* [DIRECTIVE] Can you switch "per instance" to "per object" throughout the entries below, repeating everything else unchanged and leaving out the pictures?
-- DATASET RECORDS start --
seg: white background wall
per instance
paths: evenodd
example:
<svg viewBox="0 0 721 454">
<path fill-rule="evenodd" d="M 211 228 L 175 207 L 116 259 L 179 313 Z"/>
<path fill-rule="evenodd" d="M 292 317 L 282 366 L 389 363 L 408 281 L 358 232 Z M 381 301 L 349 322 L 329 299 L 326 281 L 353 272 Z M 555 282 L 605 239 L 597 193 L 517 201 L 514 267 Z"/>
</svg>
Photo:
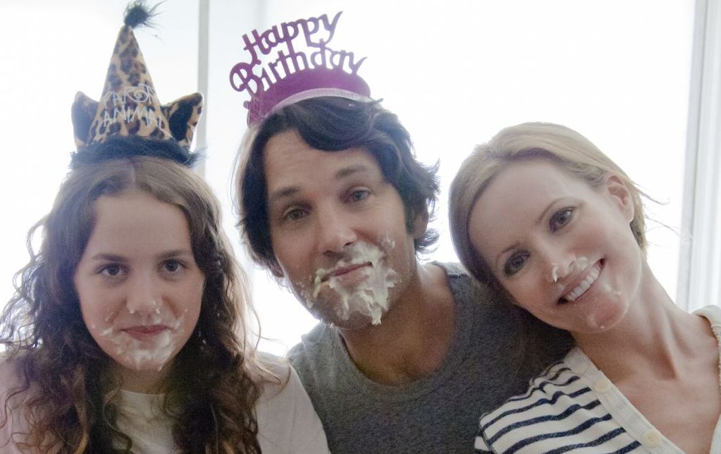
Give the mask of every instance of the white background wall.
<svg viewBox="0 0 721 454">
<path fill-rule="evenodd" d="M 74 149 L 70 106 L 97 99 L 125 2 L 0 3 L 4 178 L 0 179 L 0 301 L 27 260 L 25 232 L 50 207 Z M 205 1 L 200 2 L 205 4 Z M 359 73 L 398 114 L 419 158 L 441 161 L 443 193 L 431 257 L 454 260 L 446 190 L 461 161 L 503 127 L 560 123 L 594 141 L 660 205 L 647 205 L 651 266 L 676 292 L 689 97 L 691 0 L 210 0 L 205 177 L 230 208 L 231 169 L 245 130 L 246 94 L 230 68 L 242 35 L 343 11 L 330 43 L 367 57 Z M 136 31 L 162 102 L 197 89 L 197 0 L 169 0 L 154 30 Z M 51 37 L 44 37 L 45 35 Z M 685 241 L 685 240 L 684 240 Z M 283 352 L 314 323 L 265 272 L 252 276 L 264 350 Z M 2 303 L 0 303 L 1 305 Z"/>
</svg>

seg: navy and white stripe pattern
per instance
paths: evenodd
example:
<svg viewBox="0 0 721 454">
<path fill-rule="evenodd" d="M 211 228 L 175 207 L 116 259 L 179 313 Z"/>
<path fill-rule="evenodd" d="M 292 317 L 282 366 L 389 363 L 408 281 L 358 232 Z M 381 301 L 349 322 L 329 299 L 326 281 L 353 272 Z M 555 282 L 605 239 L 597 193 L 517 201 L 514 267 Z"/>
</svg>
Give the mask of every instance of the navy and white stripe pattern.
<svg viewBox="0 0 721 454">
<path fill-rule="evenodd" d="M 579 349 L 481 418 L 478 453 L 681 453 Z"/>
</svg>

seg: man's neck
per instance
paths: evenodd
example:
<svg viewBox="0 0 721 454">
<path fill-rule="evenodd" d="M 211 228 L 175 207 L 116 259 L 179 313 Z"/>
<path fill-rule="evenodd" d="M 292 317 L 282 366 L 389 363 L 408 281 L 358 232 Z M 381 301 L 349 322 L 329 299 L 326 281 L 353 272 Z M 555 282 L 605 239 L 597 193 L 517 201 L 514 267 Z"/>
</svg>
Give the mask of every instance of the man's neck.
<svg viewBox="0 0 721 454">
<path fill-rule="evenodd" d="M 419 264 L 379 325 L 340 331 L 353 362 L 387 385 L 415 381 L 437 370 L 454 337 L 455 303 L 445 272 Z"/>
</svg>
-- DATASET RECORDS end --
* [IN RESPONSE]
seg: white background wall
per object
paths: evenodd
example:
<svg viewBox="0 0 721 454">
<path fill-rule="evenodd" d="M 211 228 L 175 207 L 116 259 L 179 313 Z"/>
<path fill-rule="evenodd" d="M 292 317 L 282 366 L 389 363 L 408 281 L 358 232 Z M 381 301 L 349 322 L 329 299 L 326 281 L 353 272 Z M 555 282 L 605 239 L 597 193 L 517 201 L 514 267 Z"/>
</svg>
Photo:
Give the mask of every instance of the white background wall.
<svg viewBox="0 0 721 454">
<path fill-rule="evenodd" d="M 74 149 L 70 106 L 97 99 L 125 2 L 0 3 L 4 178 L 0 179 L 0 301 L 27 260 L 25 232 L 50 207 Z M 205 1 L 200 2 L 205 4 Z M 359 73 L 398 114 L 419 158 L 441 161 L 443 193 L 431 257 L 454 260 L 446 190 L 461 161 L 503 127 L 560 123 L 594 141 L 660 205 L 647 205 L 651 266 L 676 292 L 689 97 L 691 0 L 210 0 L 205 177 L 230 208 L 231 169 L 245 130 L 246 94 L 230 68 L 242 35 L 343 11 L 330 43 L 367 57 Z M 136 31 L 162 102 L 197 89 L 197 0 L 169 0 L 154 30 Z M 51 37 L 44 37 L 45 35 Z M 685 241 L 685 240 L 684 240 Z M 283 352 L 314 323 L 265 272 L 252 276 L 264 350 Z M 2 303 L 0 303 L 1 305 Z"/>
</svg>

seg: navy and white stripe pattern
per object
paths: evenodd
example:
<svg viewBox="0 0 721 454">
<path fill-rule="evenodd" d="M 211 228 L 175 207 L 116 259 L 179 313 Z"/>
<path fill-rule="evenodd" d="M 292 317 L 282 366 L 389 363 L 408 281 L 358 232 Z M 381 301 L 349 322 L 329 299 L 326 281 L 353 272 Z M 555 282 L 605 239 L 597 193 L 517 201 L 514 267 Z"/>
</svg>
Give the mask of every instance of the navy and white stripe pattern.
<svg viewBox="0 0 721 454">
<path fill-rule="evenodd" d="M 579 349 L 481 418 L 478 453 L 681 453 Z"/>
</svg>

seg: man's neck
per object
paths: evenodd
example:
<svg viewBox="0 0 721 454">
<path fill-rule="evenodd" d="M 211 228 L 175 207 L 116 259 L 179 313 Z"/>
<path fill-rule="evenodd" d="M 292 317 L 282 366 L 389 363 L 408 281 L 358 232 Z M 381 301 L 349 322 L 329 299 L 326 281 L 353 272 Z M 555 282 L 605 239 L 597 193 L 517 201 L 514 267 Z"/>
</svg>
Give the mask of every instance of the man's neck.
<svg viewBox="0 0 721 454">
<path fill-rule="evenodd" d="M 419 264 L 379 325 L 340 331 L 353 362 L 387 385 L 415 381 L 437 370 L 454 337 L 455 303 L 445 272 Z"/>
</svg>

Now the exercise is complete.